◆ **EXERCISE GOAL**
Except for the pictures, retype the records that follow exactly.

:::::

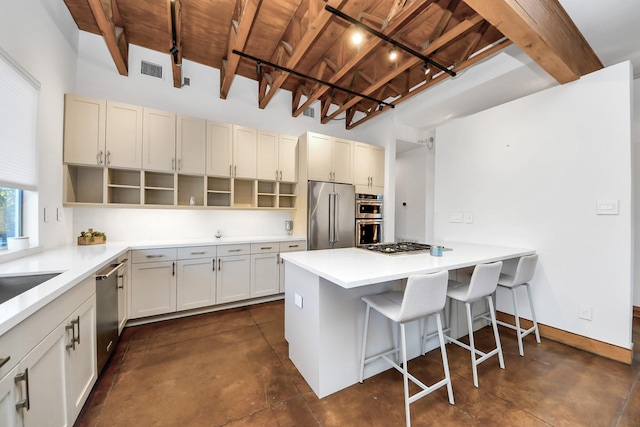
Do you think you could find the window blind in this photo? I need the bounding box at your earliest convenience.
[0,48,39,191]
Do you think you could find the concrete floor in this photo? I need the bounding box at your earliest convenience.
[75,301,640,426]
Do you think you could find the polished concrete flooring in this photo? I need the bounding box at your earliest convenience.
[76,301,640,426]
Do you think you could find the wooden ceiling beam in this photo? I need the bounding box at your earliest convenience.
[258,0,349,110]
[167,0,183,89]
[346,38,511,129]
[457,21,489,65]
[293,0,437,117]
[462,0,602,83]
[323,14,484,124]
[87,0,128,75]
[221,0,263,99]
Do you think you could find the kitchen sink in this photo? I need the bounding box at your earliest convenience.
[0,272,62,304]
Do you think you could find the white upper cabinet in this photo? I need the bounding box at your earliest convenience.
[142,108,176,172]
[257,132,298,182]
[306,132,353,183]
[257,130,279,181]
[105,101,143,169]
[63,94,106,166]
[354,143,384,194]
[206,121,233,177]
[233,125,257,179]
[176,115,206,175]
[278,134,298,182]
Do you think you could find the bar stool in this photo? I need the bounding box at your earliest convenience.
[494,254,540,356]
[445,261,504,388]
[359,270,454,427]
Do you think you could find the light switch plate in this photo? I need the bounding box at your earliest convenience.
[596,200,618,215]
[294,293,303,309]
[450,213,463,223]
[56,208,63,222]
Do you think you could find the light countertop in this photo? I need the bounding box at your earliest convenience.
[0,234,305,335]
[280,242,535,289]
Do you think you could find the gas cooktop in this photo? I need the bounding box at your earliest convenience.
[361,242,433,255]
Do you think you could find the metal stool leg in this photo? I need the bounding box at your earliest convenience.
[487,296,505,369]
[511,287,524,356]
[436,313,454,405]
[359,304,371,383]
[525,283,541,343]
[400,323,411,427]
[465,302,479,388]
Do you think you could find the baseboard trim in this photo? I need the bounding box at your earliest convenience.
[496,311,633,365]
[634,306,640,319]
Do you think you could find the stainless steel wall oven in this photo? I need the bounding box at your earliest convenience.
[355,193,383,245]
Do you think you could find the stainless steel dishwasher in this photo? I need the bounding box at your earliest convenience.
[96,261,125,374]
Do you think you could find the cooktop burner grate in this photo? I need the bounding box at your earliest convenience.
[362,242,432,255]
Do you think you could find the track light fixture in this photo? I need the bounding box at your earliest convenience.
[388,48,398,61]
[325,5,455,77]
[232,50,394,109]
[256,61,262,74]
[422,64,430,75]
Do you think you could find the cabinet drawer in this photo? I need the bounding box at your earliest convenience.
[250,242,279,254]
[132,248,177,263]
[177,245,217,260]
[279,240,306,252]
[0,326,19,378]
[217,244,250,257]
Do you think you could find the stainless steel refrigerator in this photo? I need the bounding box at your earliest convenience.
[307,181,356,250]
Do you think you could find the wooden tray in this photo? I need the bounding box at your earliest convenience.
[77,236,105,245]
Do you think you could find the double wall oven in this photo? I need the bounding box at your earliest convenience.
[355,193,383,246]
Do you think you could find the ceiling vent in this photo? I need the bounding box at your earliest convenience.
[140,60,163,79]
[303,107,315,118]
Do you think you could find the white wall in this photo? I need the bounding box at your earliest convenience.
[634,77,640,307]
[0,0,79,249]
[435,62,634,349]
[73,33,397,242]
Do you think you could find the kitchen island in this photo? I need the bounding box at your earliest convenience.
[280,242,535,398]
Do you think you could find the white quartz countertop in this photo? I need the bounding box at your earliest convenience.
[280,242,535,289]
[0,234,305,335]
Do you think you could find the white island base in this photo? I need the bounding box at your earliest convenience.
[282,243,535,398]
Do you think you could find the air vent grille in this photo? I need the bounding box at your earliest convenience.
[303,107,315,118]
[141,61,163,79]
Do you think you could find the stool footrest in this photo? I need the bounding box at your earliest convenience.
[380,355,451,405]
[364,347,400,366]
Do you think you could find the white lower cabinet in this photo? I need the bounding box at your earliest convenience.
[130,260,177,319]
[251,253,279,298]
[0,366,20,427]
[216,245,251,304]
[65,295,97,422]
[177,258,216,311]
[278,240,306,293]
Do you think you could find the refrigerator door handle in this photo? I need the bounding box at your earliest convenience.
[328,192,335,243]
[334,192,340,242]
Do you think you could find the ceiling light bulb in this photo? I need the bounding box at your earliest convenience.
[388,48,398,61]
[352,28,363,45]
[422,65,430,75]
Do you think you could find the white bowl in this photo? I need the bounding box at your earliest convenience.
[7,236,30,251]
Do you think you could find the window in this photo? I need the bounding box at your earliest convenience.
[0,187,22,249]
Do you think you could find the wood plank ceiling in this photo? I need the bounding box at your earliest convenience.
[63,0,603,129]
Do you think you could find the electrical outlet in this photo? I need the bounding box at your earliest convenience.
[294,293,303,309]
[578,304,592,321]
[465,212,474,223]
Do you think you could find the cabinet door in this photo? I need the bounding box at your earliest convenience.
[177,258,216,311]
[117,255,129,335]
[353,142,371,187]
[143,108,176,172]
[251,253,279,298]
[233,125,257,179]
[332,138,353,184]
[278,135,298,183]
[256,130,278,181]
[66,295,97,423]
[130,261,177,318]
[0,366,20,427]
[216,256,251,304]
[17,324,69,427]
[176,115,206,175]
[105,101,143,169]
[63,94,106,166]
[369,146,385,191]
[206,121,232,177]
[307,133,333,181]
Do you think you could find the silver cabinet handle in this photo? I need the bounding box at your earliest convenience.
[234,165,237,176]
[15,368,30,411]
[190,251,206,255]
[213,259,216,271]
[98,150,104,165]
[228,249,242,253]
[172,262,175,276]
[260,246,273,250]
[218,258,221,270]
[288,244,299,248]
[0,356,10,369]
[279,170,282,181]
[178,159,182,170]
[146,254,165,258]
[117,274,124,289]
[106,150,111,165]
[229,164,232,177]
[76,315,81,345]
[275,170,279,180]
[66,316,80,350]
[172,158,176,171]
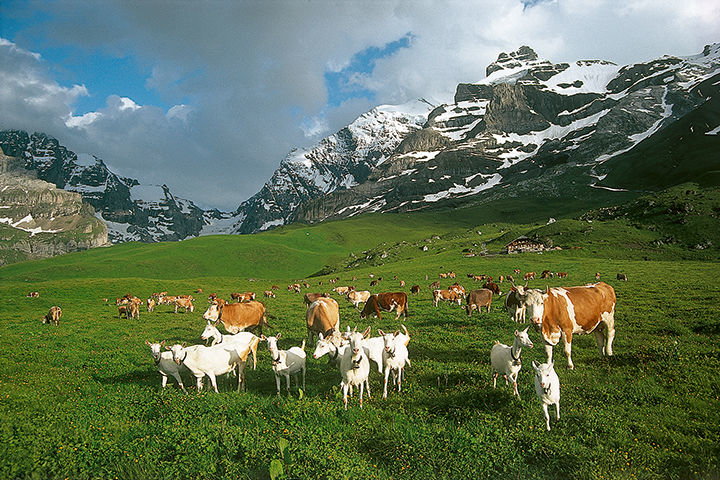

:::::

◆ **ANSWER TO THE EXERCISE**
Do you think you could find the window blind in this photo? I need the bounding box at your earliest convenience.
[0,48,39,191]
Do you think you could find the concrete floor in this photo? I need the bounding box at your earliest convenience.
[75,301,640,426]
Do you think you could find the polished concrete flooring in this photo? I need the bounding box at your earliest convenience.
[76,301,640,426]
Do you think you could find the wooden ceiling beam in this photo? I need the bounding box at your earliest convenience.
[258,0,349,110]
[167,0,183,89]
[346,38,511,129]
[457,21,489,65]
[293,0,437,117]
[462,0,602,83]
[323,14,484,124]
[87,0,128,75]
[221,0,263,99]
Do you think you could find the kitchen sink in this photo? I need the bounding box at your earliest convenience.
[0,272,62,304]
Do you think you could find the white upper cabinet in this photo? I need the bounding box at your earliest convenience.
[142,108,176,172]
[257,132,298,182]
[306,132,353,183]
[257,130,279,181]
[105,101,143,169]
[63,94,106,166]
[354,143,384,194]
[206,121,233,177]
[233,125,257,179]
[176,115,206,175]
[278,134,298,182]
Do you think you could find the bar stool in this photo? I need the bounding box at your earliest convenience.
[494,254,540,356]
[445,261,504,388]
[359,270,454,427]
Do you think you could find the light switch plate in this photo? I need the bounding box at your earliest convenience.
[596,200,618,215]
[294,293,303,309]
[450,213,463,223]
[56,208,63,222]
Do you think you could find the light countertop in this photo? I need the bounding box at your earliest convenience.
[0,234,305,335]
[280,242,535,289]
Do you think you could find the gas cooktop in this photo? I need the bounding box at your earliest convenience.
[361,242,433,255]
Do you think you could find the metal stool leg in this photo? I need the bounding box at your earliest convenience.
[487,296,505,369]
[511,287,524,356]
[436,313,454,405]
[359,304,371,383]
[525,283,541,343]
[400,323,411,427]
[465,302,479,388]
Do you think you could find the baseboard trim in this photo? I need the bounding box at your earliest convenience.
[496,311,633,365]
[634,306,640,319]
Do you think you could find the stainless steel wall oven in this photo? I need the bounding box at your earliest convenience.
[355,193,383,245]
Do you think you could find the stainless steel dishwasher in this photo? I need the bounding box at your earliest convenience.
[96,261,125,374]
Do you think you could find the cooktop burner grate in this photo? I need the bounding box at your earliest convenience.
[362,242,432,255]
Do you think you could find the track light fixture in this photo? I need the bounding box at your earliest convenience.
[388,48,398,61]
[325,5,455,77]
[232,50,394,109]
[256,61,262,74]
[422,64,430,75]
Do you think you could find the cabinet drawer in this photo? I need the bounding box at your earliest convenience.
[250,242,279,254]
[132,248,177,263]
[177,245,217,260]
[279,240,306,252]
[0,326,19,378]
[217,244,250,257]
Do you think you could find the stainless steel refrigerator in this photo? I need the bounding box at your earliest convenience.
[307,181,356,250]
Do you think you could find the wooden tray in this photo? I need the bounding box at your earliest convenience.
[77,236,105,245]
Do you think you could find the double wall oven in this photo? I need the bounding box at your earliest convenience.
[355,193,383,246]
Do you think you could find the ceiling vent in this photo? I need the bounding box at your earliest convenience.
[140,60,163,79]
[303,107,315,118]
Do you think you could find the white wall in this photo? I need the bounding box at your earliest convenience.
[634,77,640,307]
[0,0,79,249]
[435,62,634,349]
[73,33,397,242]
Do you think you could find the kitchen island in this photo? I need the bounding box at your earliest convenience.
[280,242,535,398]
Do you think you could find the white quartz countertop in this photo? I need the bounding box at your earliest convenience.
[280,242,535,289]
[0,234,305,335]
Do you think you could find the white island base in this photo? I need the bounding box at your earliest convenience.
[282,243,535,398]
Do you think you could find the air vent grille in this photo? I need the bounding box at your earliest convenience.
[303,107,315,118]
[141,61,163,79]
Do you think you could find the stool footrest in this photo? I need the bounding box at your earliest convenience.
[380,355,451,405]
[364,347,400,366]
Do you think you could find the white lower cabinet in this photo? I need the bounding box at your earliest convenience.
[130,260,177,319]
[251,253,279,298]
[0,366,20,427]
[216,245,251,304]
[65,295,97,422]
[177,258,216,311]
[278,240,306,293]
Do you think you could find the refrigerator door handle in this photo? I need the bounding box at your earliest convenience.
[328,192,335,243]
[334,192,340,242]
Do you think you could find the ceiling light bulb in this photo? I need the bounding box at your earliest convenience.
[388,48,398,61]
[352,28,363,45]
[422,65,430,75]
Do you think you could find the white bowl in this photo? I need the bounding box at your earliest convenience.
[7,236,30,251]
Do you think you could find the window in this photo? I need the bounding box at your earliest convenience.
[0,187,22,249]
Do you think you could find the wood plank ceiling in this photo? I need the bounding box at your earliest convenience.
[63,0,603,129]
Do you think you could find the electrical outlet in this photo? I need the bounding box at your earliest convenience.
[294,293,303,309]
[578,304,592,321]
[465,212,474,223]
Do you think you could find the cabinet door in this photo? I need the bounding box at your earliest convenience.
[177,258,216,311]
[117,255,129,335]
[353,142,371,187]
[143,108,176,172]
[251,253,279,298]
[233,125,257,179]
[332,138,353,184]
[278,135,298,183]
[256,130,278,181]
[66,295,97,423]
[130,261,177,318]
[0,366,20,427]
[216,256,251,304]
[17,324,69,427]
[176,115,206,175]
[105,101,143,169]
[63,94,106,166]
[369,146,385,191]
[206,121,232,177]
[307,133,333,181]
Do you think you could find the silver cabinet handle in this photo? I need the bounding box at your earliest convenience.
[234,165,237,176]
[15,368,30,411]
[190,251,206,255]
[213,259,216,271]
[98,150,104,165]
[228,249,242,253]
[172,262,175,276]
[260,246,273,250]
[218,258,221,270]
[288,244,299,248]
[0,356,10,369]
[279,170,282,181]
[178,159,182,170]
[146,254,165,258]
[117,274,124,289]
[106,150,111,165]
[229,164,232,177]
[76,315,81,345]
[275,170,279,180]
[66,316,80,350]
[172,158,176,171]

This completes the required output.